* QUOTED PASSAGE:
Video Briefing

IMI Daily: 8 Scams Destroying Citizenship Investors Right Now

Jan 6, 2026Video Briefing11:02Watch on YouTube

Citizenship and residency investment programs involve large non-refundable payments, unfamiliar procedures, and high trust in agents, developers, and government processes. The transcript identifies eight common scams that target investors in citizenship-by-investment and residency programs, especially where applicants do not understand official pricing, approved investment routes, or legitimate approval timelines.

Citizenship-by-investment programs can require large contributions. Caribbean donation routes are described as starting around $200,000, while real estate options usually cost more. Pacific programs in Vanuatu and Nauru start just over $100,000. Emerging African programs in São Tomé and Príncipe, Botswana, and Sierra Leone are described as being around the $100,000 level. European residency programs can start from $50,000 and above.

Because these transactions involve large sums and complex cross-border procedures, scammers exploit confusion around fees, approvals, agents, and government rules.

The $70,000 financing trap

One of the most damaging scams is a discounted financing arrangement for citizenship-by-investment.

The example given is a Caribbean citizenship program where the official donation pathway requires a $200,000 minimum contribution. A developer or intermediary offers an applicant a cheaper arrangement: pay $70,000 upfront and they will “handle the rest.”

The scam works by using foreign bank accounts outside the Caribbean government’s jurisdiction and creating fake documentation showing the citizenship-by-investment unit that full payment was received. The application may be processed, citizenship may be approved, and the investor may even receive and use the passport.

The risk comes later. If the government audits the transaction and discovers that the full required contribution was never made, the citizenship can be revoked. The investor may lose the $70,000, lose the passport, and potentially be flagged when applying for residency or citizenship elsewhere.

The transcript states that Caribbean governments have repeatedly warned that unauthorized discounting is illegal.

Unapproved investment projects

Citizenship-by-investment programs typically publish approved investment lists. These lists include government-vetted developers, projects, timelines, and qualifying investment routes.

If an investment is not on the official approved list, it generally does not qualify for citizenship. This remains true even if the property looks attractive, the project has professional marketing materials, or the applicant invests more than the minimum threshold.

The scam involves presenting a resort, development, or property as citizenship-eligible when it has not actually received government approval. The investor pays into the project and later discovers that the application is rejected because the investment does not qualify.

The practical protection is to verify the specific investment against official government sources before paying any money.

* DATA EXCERPTS:
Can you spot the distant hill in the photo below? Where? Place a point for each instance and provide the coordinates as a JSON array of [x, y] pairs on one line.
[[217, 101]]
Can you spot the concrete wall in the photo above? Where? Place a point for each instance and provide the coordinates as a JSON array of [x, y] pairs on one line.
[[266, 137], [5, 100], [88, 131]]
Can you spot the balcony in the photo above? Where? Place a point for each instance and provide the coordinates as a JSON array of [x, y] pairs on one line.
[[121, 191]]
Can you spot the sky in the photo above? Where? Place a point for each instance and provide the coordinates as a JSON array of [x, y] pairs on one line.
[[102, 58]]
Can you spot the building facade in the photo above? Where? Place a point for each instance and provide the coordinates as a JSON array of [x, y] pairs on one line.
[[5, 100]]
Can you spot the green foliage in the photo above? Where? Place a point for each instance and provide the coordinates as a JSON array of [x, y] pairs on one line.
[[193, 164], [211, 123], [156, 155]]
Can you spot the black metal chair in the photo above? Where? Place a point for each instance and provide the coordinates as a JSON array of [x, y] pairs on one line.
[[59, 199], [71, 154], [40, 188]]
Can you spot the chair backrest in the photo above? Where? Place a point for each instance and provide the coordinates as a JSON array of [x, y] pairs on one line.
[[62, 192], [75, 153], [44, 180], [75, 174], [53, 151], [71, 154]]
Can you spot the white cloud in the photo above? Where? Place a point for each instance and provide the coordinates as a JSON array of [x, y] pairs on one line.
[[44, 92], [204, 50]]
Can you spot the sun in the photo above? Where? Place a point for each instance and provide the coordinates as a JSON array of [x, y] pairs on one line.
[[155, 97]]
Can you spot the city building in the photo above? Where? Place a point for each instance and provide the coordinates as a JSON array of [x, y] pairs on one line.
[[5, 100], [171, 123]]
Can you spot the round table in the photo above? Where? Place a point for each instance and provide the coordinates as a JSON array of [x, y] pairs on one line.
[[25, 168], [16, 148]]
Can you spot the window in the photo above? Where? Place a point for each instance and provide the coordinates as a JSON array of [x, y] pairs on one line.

* PARTS OF THE EXERCISE:
a. In the video briefing, what have Caribbean governments repeatedly warned about discounting?
b. Duplicate a stretch of the video briefing word for word, beginning at the words "Unapproved investment projects" and stopping after "the minimum threshold.".

* LIST OF SOLUTIONS:
a. They have warned that unauthorized discounting is illegal.

b.
Unapproved investment projects

Citizenship-by-investment programs typically publish approved investment lists. These lists include government-vetted developers, projects, timelines, and qualifying investment routes.

If an investment is not on the official approved list, it generally does not qualify for citizenship. This remains true even if the property looks attractive, the project has professional marketing materials, or the applicant invests more than the minimum threshold.